Point localization data:
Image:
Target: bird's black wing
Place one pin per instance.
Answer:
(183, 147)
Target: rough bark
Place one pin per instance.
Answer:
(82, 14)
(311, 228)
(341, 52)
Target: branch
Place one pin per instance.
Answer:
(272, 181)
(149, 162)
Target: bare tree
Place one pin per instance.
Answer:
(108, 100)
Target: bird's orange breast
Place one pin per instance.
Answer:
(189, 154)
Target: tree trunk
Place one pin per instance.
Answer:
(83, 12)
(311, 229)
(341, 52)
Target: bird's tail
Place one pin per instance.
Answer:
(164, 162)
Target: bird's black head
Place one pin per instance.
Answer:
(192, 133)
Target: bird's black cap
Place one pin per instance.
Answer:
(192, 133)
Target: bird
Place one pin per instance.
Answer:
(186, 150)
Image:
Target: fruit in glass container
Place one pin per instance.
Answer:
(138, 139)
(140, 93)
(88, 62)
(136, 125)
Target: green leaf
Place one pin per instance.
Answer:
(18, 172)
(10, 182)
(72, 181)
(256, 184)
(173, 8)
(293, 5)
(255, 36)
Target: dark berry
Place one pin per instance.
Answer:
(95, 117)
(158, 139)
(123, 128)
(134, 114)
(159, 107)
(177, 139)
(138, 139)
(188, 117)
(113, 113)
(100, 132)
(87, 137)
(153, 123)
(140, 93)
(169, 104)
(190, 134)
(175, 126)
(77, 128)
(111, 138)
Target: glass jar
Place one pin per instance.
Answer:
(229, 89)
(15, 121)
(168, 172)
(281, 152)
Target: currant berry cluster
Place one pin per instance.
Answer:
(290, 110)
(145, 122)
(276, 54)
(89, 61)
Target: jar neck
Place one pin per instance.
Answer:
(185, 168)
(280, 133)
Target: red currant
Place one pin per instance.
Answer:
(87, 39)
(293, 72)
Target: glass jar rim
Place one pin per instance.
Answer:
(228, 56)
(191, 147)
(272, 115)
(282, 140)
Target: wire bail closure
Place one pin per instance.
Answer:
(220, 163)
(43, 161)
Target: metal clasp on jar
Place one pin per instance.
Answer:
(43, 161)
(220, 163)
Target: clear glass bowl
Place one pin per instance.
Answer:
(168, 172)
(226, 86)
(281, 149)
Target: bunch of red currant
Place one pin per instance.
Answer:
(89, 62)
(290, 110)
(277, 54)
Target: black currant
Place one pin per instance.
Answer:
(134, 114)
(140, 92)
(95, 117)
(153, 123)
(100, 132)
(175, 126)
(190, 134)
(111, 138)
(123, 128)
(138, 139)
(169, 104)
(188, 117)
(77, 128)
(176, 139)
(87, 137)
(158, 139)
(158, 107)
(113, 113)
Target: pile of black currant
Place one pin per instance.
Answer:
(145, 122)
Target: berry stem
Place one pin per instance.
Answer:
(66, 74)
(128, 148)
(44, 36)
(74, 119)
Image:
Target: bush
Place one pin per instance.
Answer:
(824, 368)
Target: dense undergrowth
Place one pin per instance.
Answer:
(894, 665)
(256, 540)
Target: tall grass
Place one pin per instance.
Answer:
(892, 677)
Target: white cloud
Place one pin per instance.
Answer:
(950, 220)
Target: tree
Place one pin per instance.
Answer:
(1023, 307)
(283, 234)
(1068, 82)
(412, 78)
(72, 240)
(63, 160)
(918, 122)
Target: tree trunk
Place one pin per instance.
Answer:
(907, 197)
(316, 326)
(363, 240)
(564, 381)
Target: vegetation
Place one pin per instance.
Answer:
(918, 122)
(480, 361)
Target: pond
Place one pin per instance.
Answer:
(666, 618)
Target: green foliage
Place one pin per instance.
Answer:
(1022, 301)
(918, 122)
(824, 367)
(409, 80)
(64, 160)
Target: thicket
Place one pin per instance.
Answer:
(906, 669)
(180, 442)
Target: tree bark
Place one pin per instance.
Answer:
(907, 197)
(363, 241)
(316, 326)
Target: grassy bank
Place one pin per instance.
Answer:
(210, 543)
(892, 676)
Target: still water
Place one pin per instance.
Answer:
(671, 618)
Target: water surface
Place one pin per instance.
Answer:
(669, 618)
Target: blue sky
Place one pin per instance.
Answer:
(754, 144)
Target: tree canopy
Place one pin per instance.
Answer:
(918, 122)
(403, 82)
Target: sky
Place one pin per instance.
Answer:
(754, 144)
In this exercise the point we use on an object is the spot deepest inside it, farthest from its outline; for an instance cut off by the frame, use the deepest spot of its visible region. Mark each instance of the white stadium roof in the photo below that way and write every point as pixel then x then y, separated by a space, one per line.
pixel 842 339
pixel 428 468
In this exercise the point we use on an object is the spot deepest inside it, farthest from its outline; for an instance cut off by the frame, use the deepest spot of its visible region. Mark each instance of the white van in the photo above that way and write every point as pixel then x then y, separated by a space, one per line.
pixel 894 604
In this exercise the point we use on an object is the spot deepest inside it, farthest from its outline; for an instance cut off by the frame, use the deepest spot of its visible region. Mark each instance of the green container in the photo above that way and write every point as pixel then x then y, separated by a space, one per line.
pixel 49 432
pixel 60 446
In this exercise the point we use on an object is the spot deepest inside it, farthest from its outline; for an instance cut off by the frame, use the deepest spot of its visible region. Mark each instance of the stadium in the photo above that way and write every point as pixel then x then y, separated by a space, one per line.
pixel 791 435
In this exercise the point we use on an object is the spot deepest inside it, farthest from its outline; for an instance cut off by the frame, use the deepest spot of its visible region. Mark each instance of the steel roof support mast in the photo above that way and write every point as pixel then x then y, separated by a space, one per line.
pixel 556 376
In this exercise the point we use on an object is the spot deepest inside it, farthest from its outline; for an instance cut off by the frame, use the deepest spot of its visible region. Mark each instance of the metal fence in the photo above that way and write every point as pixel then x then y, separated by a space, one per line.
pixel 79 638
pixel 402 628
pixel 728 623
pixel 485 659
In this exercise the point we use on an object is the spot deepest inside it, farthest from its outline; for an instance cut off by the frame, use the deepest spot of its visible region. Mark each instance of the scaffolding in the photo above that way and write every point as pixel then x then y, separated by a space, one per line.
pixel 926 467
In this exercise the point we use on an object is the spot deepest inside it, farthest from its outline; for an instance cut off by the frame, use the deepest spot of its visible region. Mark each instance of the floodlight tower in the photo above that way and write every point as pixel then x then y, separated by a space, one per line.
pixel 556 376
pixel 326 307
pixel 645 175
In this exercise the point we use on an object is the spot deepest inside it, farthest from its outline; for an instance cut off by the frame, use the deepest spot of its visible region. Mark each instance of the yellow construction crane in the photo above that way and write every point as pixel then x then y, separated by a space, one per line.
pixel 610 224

AIM OF THE TASK: Line by line, please reproduce the records exactly.

YOUR SOLUTION:
Image:
Target: bird's black wing
Place one pin per instance.
Answer:
(183, 147)
Target: rough bark
Place one pin per instance.
Answer:
(82, 14)
(311, 228)
(341, 52)
Target: branch
Place one pin per instance.
Answer:
(272, 181)
(149, 162)
Target: bare tree
Place one pin per instance.
Answer:
(108, 100)
Target: bird's orange breast
Place one pin per instance.
Answer:
(189, 154)
Target: tree trunk
Place one pin per instance.
Answer:
(83, 12)
(311, 229)
(341, 52)
Target: bird's tail
Place one pin per instance.
Answer:
(164, 162)
Target: bird's black head
Place one pin per instance.
Answer:
(192, 133)
Target: bird's black cap
Place one pin per instance.
Answer:
(192, 133)
Target: bird
Place one pin per instance.
Answer:
(186, 150)
Image:
Target: fruit in glass container
Place one pin per instance.
Answer:
(138, 139)
(140, 93)
(88, 62)
(136, 125)
Target: green leaf
Place one pin per instance.
Answer:
(18, 172)
(10, 182)
(72, 181)
(256, 184)
(173, 8)
(293, 5)
(255, 36)
Target: dark berry
Place one pin per instance.
Answer:
(95, 117)
(158, 139)
(123, 128)
(134, 114)
(159, 107)
(177, 139)
(138, 139)
(188, 117)
(113, 113)
(100, 132)
(87, 137)
(153, 123)
(140, 93)
(169, 104)
(190, 134)
(175, 126)
(77, 128)
(111, 138)
Target: glass jar
Place one pin per instance.
Answer:
(229, 89)
(15, 121)
(168, 172)
(281, 152)
Target: currant berry cluster
Place one pin per instance.
Answer:
(290, 110)
(145, 122)
(276, 54)
(89, 61)
Target: jar neck
Place one pin per instance.
Answer:
(185, 168)
(280, 133)
Target: red currant
Place one pin per instance.
Answer:
(87, 39)
(293, 72)
Target: glass jar rim
Place one pin per instance.
Answer:
(228, 56)
(191, 147)
(272, 115)
(282, 140)
Target: wire bail closure
Place one pin per instance.
Answer:
(220, 163)
(43, 161)
Target: metal clasp on jar
Place one pin per instance.
Answer:
(43, 161)
(220, 163)
Target: clear glass bowl
Place one pin per instance.
Answer:
(168, 172)
(226, 86)
(281, 149)
Target: bunch of red currant
Place one pin per instance.
Answer:
(89, 62)
(290, 110)
(277, 54)
Target: black currant
Place one pin per instance.
Answer:
(134, 114)
(140, 92)
(95, 117)
(153, 123)
(100, 132)
(175, 126)
(190, 134)
(111, 138)
(123, 128)
(138, 139)
(169, 104)
(188, 117)
(77, 128)
(176, 139)
(87, 137)
(158, 139)
(158, 107)
(113, 113)
Target: pile of black currant
Place one pin per instance.
Answer:
(145, 122)
Target: berry stem
Place one pin per instance.
Answer:
(66, 74)
(128, 148)
(44, 36)
(74, 119)
Image:
Target: bush
Place one pin per instance.
Answer:
(824, 368)
Target: dense undergrowth
Place one pin per instance.
Answer:
(894, 665)
(256, 540)
Target: tall grass
Place one pin per instance.
Answer:
(892, 677)
Target: white cloud
Place one pin per instance.
Answer:
(950, 220)
Target: tree
Place one pin per instance.
Answer:
(1023, 307)
(283, 234)
(1068, 82)
(412, 78)
(72, 240)
(63, 160)
(918, 122)
Target: tree trunk
Place one pin per instance.
Answer:
(907, 197)
(316, 326)
(363, 240)
(564, 381)
Target: vegetation
Place one pin per instance.
Answer:
(918, 122)
(480, 361)
Target: pond
Place one pin per instance.
Answer:
(666, 618)
Target: green foliage
Place one pin per instance.
Answer:
(1022, 301)
(918, 122)
(824, 367)
(409, 80)
(64, 160)
Target: thicket
Place one pin per instance.
Answer:
(906, 669)
(180, 442)
Target: tree bark
Place one pin per instance.
Answer:
(907, 197)
(363, 241)
(316, 326)
Target: grassy bank
Place one pin per instance.
Answer:
(210, 543)
(892, 676)
Target: still water
Place one pin per instance.
Answer:
(671, 618)
Target: water surface
Place one pin per instance.
Answer:
(669, 618)
Target: blue sky
Place one pin per instance.
Answer:
(754, 144)
Target: tree canopy
Place one pin per instance.
Answer:
(918, 122)
(403, 82)
Target: sky
Place one pin per instance.
Answer:
(754, 144)
In this exercise the point we use on an object is the spot deepest inside it, farthest from its outline; for an instance cut off by the frame, use the deepest spot of its visible region. Mark each instance of the white stadium roof in the photo below that way and write every point as pixel then x then y, separated by a space, one per line.
pixel 842 339
pixel 428 468
In this exercise the point we use on an object is the spot deepest inside it, farthest from its outline; for an instance cut off by the frame, use the deepest spot of its visible region. Mark each instance of the white van in the photo above that way and write every point as pixel then x then y, separated by a space, one per line.
pixel 894 604
In this exercise the point we use on an object is the spot deepest inside it, farthest from its outline; for an instance cut off by the frame, use the deepest spot of its visible region. Mark each instance of the green container in the photo above that way and write every point as pixel then x then y, separated by a space, one per line.
pixel 49 432
pixel 60 446
In this exercise the point we use on an object is the spot deepest inside it, farthest from its outline; for an instance cut off by the frame, use the deepest spot of its visible region. Mark each instance of the stadium in the photo above that way and write every point as pixel then x then y, separated by a space, one per line.
pixel 791 435
In this exercise the point we use on an object is the spot deepest inside it, farthest from its outline; for an instance cut off by the frame, use the deepest spot of its visible region. Mark each instance of the steel roof support mast in the photo above that way and write every point as pixel then x then y, separated by a space, one per line.
pixel 556 376
In this exercise the point we use on an object is the spot deepest inside it, farthest from its outline; for an instance cut off by the frame, use the deepest spot of its visible region. Mark each instance of the metal fence in the photo above that way and write every point as pixel then x then y, separated by a space, one per line.
pixel 79 638
pixel 402 628
pixel 728 623
pixel 485 659
In this exercise the point we use on an object is the spot deepest inside it, farthest from its outline; for an instance cut off by the frame, use the deepest spot of its visible region. Mark each instance of the scaffolding in the photo above that way and write every point as pixel then x then y, separated by a space, one per line.
pixel 926 467
In this exercise the point we use on an object is the spot deepest inside it, farthest from its outline; for an instance cut off by the frame, use the deepest spot of its visible region. Mark each instance of the floodlight tower in the photo above that way and write every point as pixel then x then y, separated by a space, one per line.
pixel 556 376
pixel 326 307
pixel 645 175
In this exercise the point we use on an object is the spot deepest inside it, farthest from its outline; for an instance cut off by the frame, use the deepest spot of its visible region. Mark each instance of the yellow construction crane in the photo above that way and write every point as pixel then x then y, separated by a space, one per line.
pixel 610 224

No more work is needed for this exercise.